> STATED PROBLEM
Could you render every line of the listing below as a JSON list of strings, one string per line, with blank lines left out?

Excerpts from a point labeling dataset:
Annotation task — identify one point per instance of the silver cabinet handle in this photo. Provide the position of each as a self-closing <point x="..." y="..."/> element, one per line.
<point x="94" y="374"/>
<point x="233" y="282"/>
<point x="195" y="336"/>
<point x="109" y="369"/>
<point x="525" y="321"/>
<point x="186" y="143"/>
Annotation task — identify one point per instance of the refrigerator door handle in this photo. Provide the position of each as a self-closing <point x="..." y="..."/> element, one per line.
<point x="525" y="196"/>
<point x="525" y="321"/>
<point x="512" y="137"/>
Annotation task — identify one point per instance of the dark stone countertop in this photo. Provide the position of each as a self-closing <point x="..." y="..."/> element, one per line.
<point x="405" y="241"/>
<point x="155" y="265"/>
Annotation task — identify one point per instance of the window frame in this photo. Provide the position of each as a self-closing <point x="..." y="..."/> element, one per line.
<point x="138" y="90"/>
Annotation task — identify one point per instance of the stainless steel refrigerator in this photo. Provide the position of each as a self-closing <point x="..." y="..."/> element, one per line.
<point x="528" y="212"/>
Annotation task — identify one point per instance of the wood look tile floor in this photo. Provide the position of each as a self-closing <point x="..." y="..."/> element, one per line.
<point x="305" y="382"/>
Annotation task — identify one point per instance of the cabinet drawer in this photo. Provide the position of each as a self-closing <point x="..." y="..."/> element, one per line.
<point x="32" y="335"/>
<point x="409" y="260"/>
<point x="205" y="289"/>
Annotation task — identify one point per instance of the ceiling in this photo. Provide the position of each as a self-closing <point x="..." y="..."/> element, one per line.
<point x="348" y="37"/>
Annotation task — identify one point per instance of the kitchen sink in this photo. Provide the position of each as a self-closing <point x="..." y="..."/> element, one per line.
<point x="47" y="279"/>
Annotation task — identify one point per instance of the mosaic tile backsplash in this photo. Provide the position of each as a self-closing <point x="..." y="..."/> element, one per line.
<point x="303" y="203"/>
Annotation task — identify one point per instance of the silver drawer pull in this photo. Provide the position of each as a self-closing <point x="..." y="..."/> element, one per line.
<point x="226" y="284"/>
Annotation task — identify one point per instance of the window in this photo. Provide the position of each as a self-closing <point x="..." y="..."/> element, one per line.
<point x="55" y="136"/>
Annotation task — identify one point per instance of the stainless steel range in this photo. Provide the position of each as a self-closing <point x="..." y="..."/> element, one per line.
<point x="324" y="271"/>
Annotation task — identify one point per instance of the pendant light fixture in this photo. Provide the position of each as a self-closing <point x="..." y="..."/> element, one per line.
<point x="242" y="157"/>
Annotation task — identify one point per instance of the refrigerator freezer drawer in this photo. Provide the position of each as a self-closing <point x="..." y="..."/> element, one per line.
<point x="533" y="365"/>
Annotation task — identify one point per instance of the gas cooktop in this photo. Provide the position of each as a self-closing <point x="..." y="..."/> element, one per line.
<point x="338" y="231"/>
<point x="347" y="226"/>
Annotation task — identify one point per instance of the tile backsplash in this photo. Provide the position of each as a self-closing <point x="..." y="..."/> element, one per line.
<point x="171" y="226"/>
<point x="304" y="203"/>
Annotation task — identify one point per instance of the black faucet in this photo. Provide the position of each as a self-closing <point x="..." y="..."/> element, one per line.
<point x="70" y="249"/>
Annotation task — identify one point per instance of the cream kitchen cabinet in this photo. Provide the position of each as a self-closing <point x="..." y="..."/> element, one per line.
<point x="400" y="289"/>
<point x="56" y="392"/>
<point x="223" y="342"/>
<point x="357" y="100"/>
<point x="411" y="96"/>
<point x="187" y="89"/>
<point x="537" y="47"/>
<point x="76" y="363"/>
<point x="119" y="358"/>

> THE SOLUTION
[
  "Annotation task — identify one point per instance of the silver cabinet handle in this photo. Provide the position of each as a self-closing <point x=\"...\" y=\"...\"/> element, one per line.",
  "<point x=\"94\" y=\"374\"/>",
  "<point x=\"233\" y=\"282\"/>",
  "<point x=\"195\" y=\"336\"/>",
  "<point x=\"109\" y=\"369\"/>",
  "<point x=\"525\" y=\"321\"/>",
  "<point x=\"186\" y=\"143\"/>",
  "Annotation task — identify one point per instance of the refrigerator door handle in this photo. Provide the position of each as a self-closing <point x=\"...\" y=\"...\"/> element, one per line.",
  "<point x=\"525\" y=\"196\"/>",
  "<point x=\"525\" y=\"321\"/>",
  "<point x=\"512\" y=\"137\"/>",
  "Annotation task — identify one point per instance of the dark stone countertop in this photo. Provide the position of each as a self-closing <point x=\"...\" y=\"...\"/> element, one per line.",
  "<point x=\"405\" y=\"241\"/>",
  "<point x=\"155\" y=\"265\"/>",
  "Annotation task — identify one point per instance of the window frame in this photo. Provide the position of each as a self-closing <point x=\"...\" y=\"...\"/> element, one per line.",
  "<point x=\"138\" y=\"90\"/>",
  "Annotation task — identify one point per instance of the stainless steel refrigerator in this photo. Provide the position of each as a self-closing <point x=\"...\" y=\"...\"/> element, one per line.",
  "<point x=\"528\" y=\"212\"/>",
  "Annotation task — identify one point per instance of the wood look tile floor in this photo. Provide the position of each as a self-closing <point x=\"...\" y=\"...\"/> element, one per line.",
  "<point x=\"305\" y=\"382\"/>",
  "Annotation task — identify one point per instance of the cabinet drawer in this photo. Provide the position of each as a self-closing <point x=\"...\" y=\"...\"/> element, one per line.",
  "<point x=\"32\" y=\"335\"/>",
  "<point x=\"409\" y=\"260\"/>",
  "<point x=\"205\" y=\"289\"/>",
  "Annotation task — identify one point per instance of the ceiling in this photo. Provide the position of each as a self-closing <point x=\"...\" y=\"...\"/> element, one per line.",
  "<point x=\"348\" y=\"37\"/>",
  "Annotation task — identify one point per instance of the kitchen sink in this photo. Provide the position of each as a self-closing <point x=\"...\" y=\"...\"/> element, one per line.",
  "<point x=\"47\" y=\"279\"/>",
  "Annotation task — identify one point per instance of the mosaic tile backsplash in this photo. Provide the position of each as a self-closing <point x=\"...\" y=\"...\"/> element, one per line.",
  "<point x=\"303\" y=\"203\"/>",
  "Annotation task — identify one point per instance of the silver drawer pull in this photo. Provide the position of each as a self-closing <point x=\"...\" y=\"...\"/> element, one per line.",
  "<point x=\"226\" y=\"284\"/>",
  "Annotation task — identify one point per instance of the window in this photo. Provide the position of each as a self-closing <point x=\"...\" y=\"...\"/> element, one per line.",
  "<point x=\"55\" y=\"136\"/>",
  "Annotation task — identify one point per instance of the stainless steel range in this photo. Provide the position of each as a self-closing <point x=\"...\" y=\"...\"/> element, one per line.",
  "<point x=\"324\" y=\"271\"/>",
  "Annotation task — identify one point per instance of the pendant light fixture in this photo. Provide the position of each as a self-closing <point x=\"...\" y=\"...\"/> element, one per line.",
  "<point x=\"242\" y=\"157\"/>",
  "Annotation task — identify one point per instance of the refrigerator freezer drawer in this photo. Provide the position of each as a self-closing <point x=\"...\" y=\"...\"/> element, one per line.",
  "<point x=\"533\" y=\"365\"/>",
  "Annotation task — identify one point per instance of the gas cooktop in this photo. Provide the position of each as a self-closing <point x=\"...\" y=\"...\"/> element, one per line.",
  "<point x=\"338\" y=\"231\"/>",
  "<point x=\"347\" y=\"226\"/>",
  "Annotation task — identify one point per instance of the tile backsplash in this photo. Provide the position of each as a self-closing <point x=\"...\" y=\"...\"/> element, one per line.",
  "<point x=\"171\" y=\"226\"/>",
  "<point x=\"304\" y=\"203\"/>",
  "Annotation task — identify one point per instance of the black faucet in this photo. Provide the position of each as a self-closing <point x=\"...\" y=\"...\"/> element, one per line.",
  "<point x=\"70\" y=\"249\"/>",
  "Annotation task — identify one point per instance of the cream kitchen cabinet in this photo. Provide the position of each as a self-closing <point x=\"...\" y=\"...\"/> element, one per line.",
  "<point x=\"400\" y=\"289\"/>",
  "<point x=\"56\" y=\"392\"/>",
  "<point x=\"223\" y=\"342\"/>",
  "<point x=\"357\" y=\"100\"/>",
  "<point x=\"411\" y=\"96\"/>",
  "<point x=\"187\" y=\"89\"/>",
  "<point x=\"537\" y=\"47\"/>",
  "<point x=\"76\" y=\"363\"/>",
  "<point x=\"119\" y=\"358\"/>"
]